> [Set task]: Reproduce all of the data below, including every request, and reduce each coordinate in the answers by 19. Leave the pictures out of your answer.

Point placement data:

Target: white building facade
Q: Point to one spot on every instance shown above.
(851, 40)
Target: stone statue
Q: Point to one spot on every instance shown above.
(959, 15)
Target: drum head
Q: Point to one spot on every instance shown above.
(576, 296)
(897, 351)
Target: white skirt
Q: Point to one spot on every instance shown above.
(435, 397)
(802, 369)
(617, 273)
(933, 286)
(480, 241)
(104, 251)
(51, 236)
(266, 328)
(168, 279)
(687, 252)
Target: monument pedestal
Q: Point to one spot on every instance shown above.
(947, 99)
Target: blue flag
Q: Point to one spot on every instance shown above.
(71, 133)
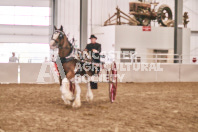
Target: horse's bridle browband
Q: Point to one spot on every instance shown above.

> [Finished answer]:
Target: white building facade
Q: Point to one spot on every instance shown above.
(832, 21)
Target: stone statue
Q: Point to one spot on every instance shown above.
(940, -4)
Target: drum head
Q: Point to one spot on every instance shown above.
(557, 277)
(878, 332)
Target: white skirt
Q: Point to one spot on every instance shown above.
(416, 378)
(783, 350)
(598, 254)
(914, 267)
(461, 222)
(85, 232)
(32, 217)
(247, 309)
(149, 260)
(668, 233)
Target: monument pedestal
Q: Point to one spot on every instance shown above.
(928, 80)
Target: blue flag
Q: Point to one spot on every instance shown above.
(52, 114)
Target: horse's bridle browband
Q: Point to one spot on every instance shown above.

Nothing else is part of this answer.